→ **Фрагмент документа**
"""

Мысли вразброд и пунктуация через пень-колоду. То ли охота ребячиться, немного странная для восемнадцатилетней (с хвостиком) девицы, то ли литературный эксперимент, игра в поток наивного сознания.

Ничто тут не предвещает мастера «Грозового перевала» (до его написания семь лет), но своеобразного эффекта – передачи легкого, дурашливого настроения, уюта, упоения двойной жизнью, где владыки Гондала существуют рядом с Тэбби, правящей на кухне, – автор достигает.

IV

Теперь Ховарт, конечно, не тот. Пасторский дом сохранился, новая церковь стоит на месте старой, но кладбище, протянувшееся между ними, давно не существует. Вместо него и раскинувшихся за домом вересковых болот – бесконечные парковочные площадки, маневрирующие по ним машины и автобусы. Число туристов в Ховарте превосходит миллион в год, весь городок забит сувенирными лавочками, где чего только не продают – от «полотенец Бронте» с картинкой пасторского дома до «ликера Бронте» и «мыла Бронте» («с еле уловимым запахом вереска»). Есть даже кафе с названием: «Бронтозавтрак».

Природа «бронтомании», имеющей лишь косвенное отношение к литературе, загадочна. Может быть, она связана с психологическим законом умножения (три писательницы в одной семье!), в соответствии с которым зрительский эффект усиливается, если на сцене кабаре танцует не одна девица, а целый кордебалет.

Может быть, тут работает какая-то мифологема трех сестер, знакомая нам по сказкам. В связи с этим хочу обратить внимание на параллель с пьесой А. П. Чехова «Три сестры»; расклад персонажей в ней тот же самый: три неприкаянные, страдающие сироты-сестрицы, из которых старшая доминирует и наставляет; любимый, но безвольный брат, когда-то подавший большие надежды (но Андрея губит мещанка-жена, а Брануэлла – пьянство и опиум).

Разумеется, в мифе Бронте есть и феминистский компонент: история необыкновенно одаренных сестер, оцененных посмертно, может читаться как обвинительный акт против патриархального устройства общества, угнетающего и убивающего женщин: даже свои стихи они вынуждены были издавать под мужскими псевдонимами!

V

Но нас интересует поэзия, стихи – а, значит, прежде всего, Эмили.

В единственной рецензии на сборник «трех братьев» 1846 года критик «Атенеума» выделяет именно ее. Морис Метерлинк называет Эмили Бронте «несомненно гениальной женщиной». Его поражает лишенная внешних событий жизнь Эмили (по биографии Мэри Робинсон) – и тот внутренний огонь, которым пылает ее единственный роман «Грозовой перевал». Этот контраст подвигает автора «Сокровища смиренных» на несколько поистине вдохновенных страниц. В «Грозовом перевале», по его мнению, «больше страсти, приключений, огня и любви, чем это нужно было бы для того, чтобы оживить и умиротворить двадцать героических жизней, двадцать счастливых или несчастных судеб».

"""

→ **Задание**
Переведите на английский язык предложение из фрагмента документа: «Пасторский дом сохранился, новая церковь стоит на месте старой, но кладбище, протянувшееся между ними, давно не существует». Приведенные далее данные представляют собой отдельный материал.

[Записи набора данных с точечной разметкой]

"""

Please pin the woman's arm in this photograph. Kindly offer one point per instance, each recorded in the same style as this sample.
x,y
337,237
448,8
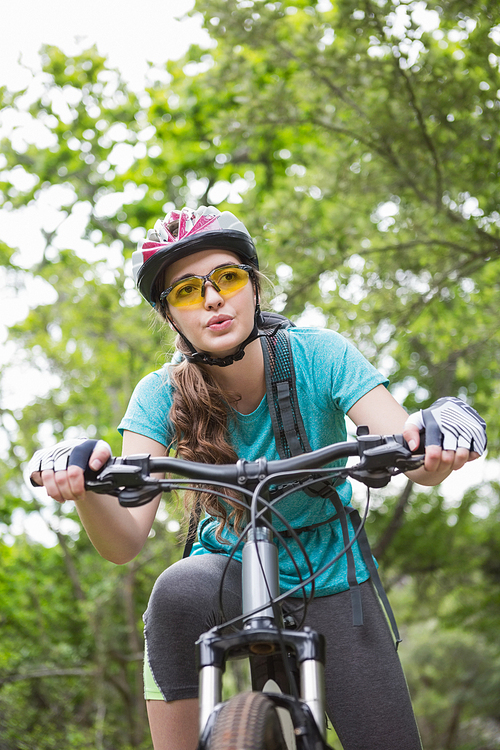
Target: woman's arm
x,y
117,533
384,416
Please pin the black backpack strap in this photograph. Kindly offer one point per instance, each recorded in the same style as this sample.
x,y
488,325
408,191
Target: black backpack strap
x,y
291,440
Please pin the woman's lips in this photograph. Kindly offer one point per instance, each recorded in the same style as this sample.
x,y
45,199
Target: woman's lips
x,y
219,324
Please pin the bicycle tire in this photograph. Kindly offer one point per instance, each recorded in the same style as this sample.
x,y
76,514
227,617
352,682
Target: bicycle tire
x,y
249,721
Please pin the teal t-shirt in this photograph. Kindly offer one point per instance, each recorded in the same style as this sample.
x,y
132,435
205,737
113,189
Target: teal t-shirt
x,y
331,376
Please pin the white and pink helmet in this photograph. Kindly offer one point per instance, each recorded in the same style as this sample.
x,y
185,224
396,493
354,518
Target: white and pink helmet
x,y
204,228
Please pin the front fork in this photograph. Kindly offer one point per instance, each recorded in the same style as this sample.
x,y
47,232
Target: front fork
x,y
260,582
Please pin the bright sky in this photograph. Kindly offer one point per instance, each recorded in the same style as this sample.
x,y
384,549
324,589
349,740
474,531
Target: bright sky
x,y
129,33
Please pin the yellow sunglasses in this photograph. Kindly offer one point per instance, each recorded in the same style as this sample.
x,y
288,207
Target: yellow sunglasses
x,y
190,291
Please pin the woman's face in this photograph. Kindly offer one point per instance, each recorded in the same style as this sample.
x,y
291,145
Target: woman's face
x,y
218,325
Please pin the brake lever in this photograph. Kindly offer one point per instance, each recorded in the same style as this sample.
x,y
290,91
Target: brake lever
x,y
128,479
380,456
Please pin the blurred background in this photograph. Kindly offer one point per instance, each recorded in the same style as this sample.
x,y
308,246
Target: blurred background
x,y
360,144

"""

→ **Письменное решение**
The parsonage has survived, and a new church stands on the site of the old one, but the graveyard that stretched between them has long since ceased to exist.